= Exercise requirements =
Copy the lines below exactly, starting with the first line of the items and continuing through the line that contains "Return the outline", including both.

□ □ □ □

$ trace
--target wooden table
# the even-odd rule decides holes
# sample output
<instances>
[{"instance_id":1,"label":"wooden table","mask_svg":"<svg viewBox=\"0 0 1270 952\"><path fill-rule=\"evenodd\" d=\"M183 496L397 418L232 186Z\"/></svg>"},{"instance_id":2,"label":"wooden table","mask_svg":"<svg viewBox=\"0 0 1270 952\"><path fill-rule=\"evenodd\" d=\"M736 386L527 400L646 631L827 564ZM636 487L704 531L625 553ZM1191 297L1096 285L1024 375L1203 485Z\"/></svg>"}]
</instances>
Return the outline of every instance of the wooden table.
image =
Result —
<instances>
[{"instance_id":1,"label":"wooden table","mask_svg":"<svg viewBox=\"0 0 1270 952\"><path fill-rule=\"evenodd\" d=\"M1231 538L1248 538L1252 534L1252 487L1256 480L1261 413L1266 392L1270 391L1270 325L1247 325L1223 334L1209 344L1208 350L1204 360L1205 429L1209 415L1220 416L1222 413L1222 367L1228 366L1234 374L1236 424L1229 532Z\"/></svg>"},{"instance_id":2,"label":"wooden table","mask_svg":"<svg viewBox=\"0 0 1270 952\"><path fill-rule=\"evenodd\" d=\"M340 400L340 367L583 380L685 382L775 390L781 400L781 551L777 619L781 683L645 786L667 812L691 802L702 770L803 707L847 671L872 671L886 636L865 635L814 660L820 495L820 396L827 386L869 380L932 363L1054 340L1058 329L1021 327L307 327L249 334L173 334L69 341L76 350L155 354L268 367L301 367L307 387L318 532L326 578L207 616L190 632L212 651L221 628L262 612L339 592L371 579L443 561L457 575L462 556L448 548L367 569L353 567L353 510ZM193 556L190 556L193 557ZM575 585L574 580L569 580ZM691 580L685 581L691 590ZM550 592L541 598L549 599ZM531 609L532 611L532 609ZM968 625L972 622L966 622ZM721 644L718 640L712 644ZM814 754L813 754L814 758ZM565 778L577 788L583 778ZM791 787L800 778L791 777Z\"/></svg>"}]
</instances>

□ □ □ □

= Output of the exercise =
$ trace
--target wooden table
# the even-odd rule decides holes
# sample output
<instances>
[{"instance_id":1,"label":"wooden table","mask_svg":"<svg viewBox=\"0 0 1270 952\"><path fill-rule=\"evenodd\" d=\"M183 496L397 418L232 186Z\"/></svg>"},{"instance_id":2,"label":"wooden table","mask_svg":"<svg viewBox=\"0 0 1270 952\"><path fill-rule=\"evenodd\" d=\"M736 386L527 400L646 631L827 564ZM636 487L704 531L625 553ZM1191 297L1096 285L1024 375L1203 485Z\"/></svg>"}]
</instances>
Return the outline of every instance of the wooden table.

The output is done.